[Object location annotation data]
****************
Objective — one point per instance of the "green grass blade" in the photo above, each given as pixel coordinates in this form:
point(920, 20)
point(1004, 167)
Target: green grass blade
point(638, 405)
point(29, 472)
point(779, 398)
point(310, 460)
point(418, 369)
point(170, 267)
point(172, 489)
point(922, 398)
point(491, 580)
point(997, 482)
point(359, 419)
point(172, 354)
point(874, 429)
****************
▸ **YOUR TASK**:
Reproduce all of the material above, requests included, and offset every coordinate in the answer points by -71. Keep the sample points inside the requests as they are.

▸ **EXERCISE SOLUTION**:
Objective — one point per instance of the "green grass blade" in the photo above, each given as pixel coordinates in this form:
point(920, 20)
point(1004, 167)
Target: green grass blade
point(567, 334)
point(-42, 401)
point(708, 327)
point(239, 389)
point(347, 298)
point(99, 196)
point(101, 418)
point(851, 327)
point(420, 509)
point(926, 411)
point(288, 348)
point(101, 283)
point(803, 358)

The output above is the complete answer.